[Consignes]:
A. Répondez à ces questions sur le texte consacré à la définition de la grammaire :
(i) Selon Chartrand, depuis quel siècle la norme d'accord du participe passé est-elle imposée par l'institution politique ?
(ii) Combien de phonèmes la composante phonologique attribue-t-elle à la langue française ?
(iii) Quelles composantes se combinent pour former l'orthographe grammaticale ?
B. Poursuivez le texte sur la définition de la grammaire après sa dernière phrase.

[Texte proposé]:
────────────────────
Dans le cadre de ce mémoire de maitrise, nous choisissons une acception du terme grammaire appliquée à la réalité de la classe de français du primaire et du secondaire. À la suite de Chartrand (1996, 2012 b), nous la définissons comme l’étude de l’ensemble des éléments normés et régulés de la langue. Ici, la norme correspond aux conventions sociales qui influencent la langue. On peut notamment penser à la primauté de la variété standard de la langue, ou encore, à la règle d’accord du participe passé qui, comme le mentionne Chartrand, « […] n’a de règle que le nom, car c’est en fait une norme arbitraire imposée par l’institution politique depuis le XVIe siècle. » (Chartrand, 2012 b, p. 49) Selon Riegel, Pellat, et Rioul (1994), les éléments normés et régulés de la langue peuvent être définis en fonction de cinq grands domaines de la description grammaticale : la composante phonologique (les 36 phonèmes [sons] de la langue française), la composante morphologique (les différentes formes du mot selon les morphèmes lexicaux et grammaticaux qui sont unis pour le former), la composante syntaxique (l’assemblage des unités de la langue [mot, groupe, phrase subordonnée, phrase] en phrases et en groupes selon les principes de construction grammaticale et les relations entre ces unités), la composante sémantique (le sens véhiculé par les formes linguistiques) et la composante pragmatique (l’efficacité en action des formes linguistiques produites). Ces sous-systèmes de la langue sont fortement interreliés. Ils se combinent pour donner naissance aux catégories grammaticales scolaires telles que l’adaptation à la situation de communication (sémantique, syntaxe et pragmatique), la cohérence du texte (sémantique, syntaxe, pragmatique et morphologie), le choix du vocabulaire (sémantique et pragmatique), la ponctuation et la syntaxe (ou construction des phrases) (syntaxe et sémantique), et l’orthographe lexicale (morphologie) et l’orthographe grammaticale (sémantique, morphologie et syntaxe) (MELS, 2015). Cette dernière catégorie — celle liée à l’orthographe grammaticale — est celle qui, comme mentionné dans la problématique, constitue l’un des plus grands défis pour les élèves.
────────────────────
[Données fournies]:
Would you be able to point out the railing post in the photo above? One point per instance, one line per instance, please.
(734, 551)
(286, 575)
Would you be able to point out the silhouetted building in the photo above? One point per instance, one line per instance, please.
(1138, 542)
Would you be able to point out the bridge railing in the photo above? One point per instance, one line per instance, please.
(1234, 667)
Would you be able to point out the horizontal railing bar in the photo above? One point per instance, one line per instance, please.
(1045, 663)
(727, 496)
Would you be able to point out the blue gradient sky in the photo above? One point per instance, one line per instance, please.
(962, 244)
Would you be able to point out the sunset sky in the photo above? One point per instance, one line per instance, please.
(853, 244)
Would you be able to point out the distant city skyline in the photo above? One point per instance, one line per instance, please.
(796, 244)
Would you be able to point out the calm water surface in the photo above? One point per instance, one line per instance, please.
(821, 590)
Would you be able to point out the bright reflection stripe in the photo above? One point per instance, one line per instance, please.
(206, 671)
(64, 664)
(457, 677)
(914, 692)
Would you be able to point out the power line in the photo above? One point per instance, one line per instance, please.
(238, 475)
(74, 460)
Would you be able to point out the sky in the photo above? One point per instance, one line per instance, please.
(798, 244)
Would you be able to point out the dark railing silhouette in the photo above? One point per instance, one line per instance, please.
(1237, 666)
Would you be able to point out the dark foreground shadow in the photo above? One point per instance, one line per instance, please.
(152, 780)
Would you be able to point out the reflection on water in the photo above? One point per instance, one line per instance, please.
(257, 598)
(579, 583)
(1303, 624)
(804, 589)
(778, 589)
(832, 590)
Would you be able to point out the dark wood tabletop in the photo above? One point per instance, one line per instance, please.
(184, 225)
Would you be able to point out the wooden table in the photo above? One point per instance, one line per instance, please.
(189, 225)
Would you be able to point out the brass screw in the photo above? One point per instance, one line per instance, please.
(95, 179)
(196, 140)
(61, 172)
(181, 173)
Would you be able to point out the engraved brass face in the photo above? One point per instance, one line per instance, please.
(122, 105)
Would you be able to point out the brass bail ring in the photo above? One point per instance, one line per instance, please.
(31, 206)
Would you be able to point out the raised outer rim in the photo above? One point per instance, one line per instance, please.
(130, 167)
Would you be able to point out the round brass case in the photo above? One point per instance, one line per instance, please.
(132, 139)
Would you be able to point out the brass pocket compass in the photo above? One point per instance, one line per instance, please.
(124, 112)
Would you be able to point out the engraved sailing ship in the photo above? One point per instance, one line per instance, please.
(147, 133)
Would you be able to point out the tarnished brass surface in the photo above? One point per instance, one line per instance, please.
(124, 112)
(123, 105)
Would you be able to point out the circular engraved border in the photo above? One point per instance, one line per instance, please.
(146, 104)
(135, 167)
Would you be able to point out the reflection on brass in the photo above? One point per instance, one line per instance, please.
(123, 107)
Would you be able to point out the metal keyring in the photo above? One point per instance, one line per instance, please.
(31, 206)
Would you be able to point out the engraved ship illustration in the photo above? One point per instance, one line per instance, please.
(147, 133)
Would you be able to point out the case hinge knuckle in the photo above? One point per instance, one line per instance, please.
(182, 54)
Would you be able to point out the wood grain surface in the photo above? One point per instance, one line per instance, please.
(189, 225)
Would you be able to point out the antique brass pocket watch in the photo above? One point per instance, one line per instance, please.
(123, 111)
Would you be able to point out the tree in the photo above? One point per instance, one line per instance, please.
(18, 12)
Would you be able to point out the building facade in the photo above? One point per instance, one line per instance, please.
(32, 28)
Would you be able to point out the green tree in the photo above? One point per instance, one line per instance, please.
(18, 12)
────────────────────
[Réponses par consigne]:
A.
(i) Depuis le XVIe siècle.
(ii) 36 phonèmes.
(iii) La sémantique, la morphologie et la syntaxe.

B.
La grammaire rénovée ou dite nouvelle
En ce qui concerne l’enseignement de la grammaire scolaire, on retrouve des courants didactiques de grammaire, soit celui de la grammaire traditionnelle et celui de la grammaire rénovée, laquelle est également nommée grammaire nouvelle (Nadeau & Fisher, 2006 ; MELS, 2006 ; MELS, 2011a; MELS, 2011b), grammaire pédagogique moderne (Boivin et Pinsonneault, 2008), grammaire actuelle (Thibeault, 2017). Dans le cadre de ce mémoire, nous utilisons l’appellation grammaire rénovée pour faire référence à ce courant didactique de grammaire, puisqu’il renvoie au courant de rénovation de la linguistique de la fin des années 1960. Cette grammaire est donc loin d’être « nouvelle ». Les courants didactiques de grammaire (celui dit « traditionnel » ou « classique » et celui de la grammaire rénovée ou dite « nouvelle ») sont élaborés sur la base de plusieurs théories linguistiques. C’est au courant didactique de la grammaire rénovée que nous nous intéressons, puisqu’il correspond aux prescriptions ministérielles actuelles pour l’enseignement du français au Québec.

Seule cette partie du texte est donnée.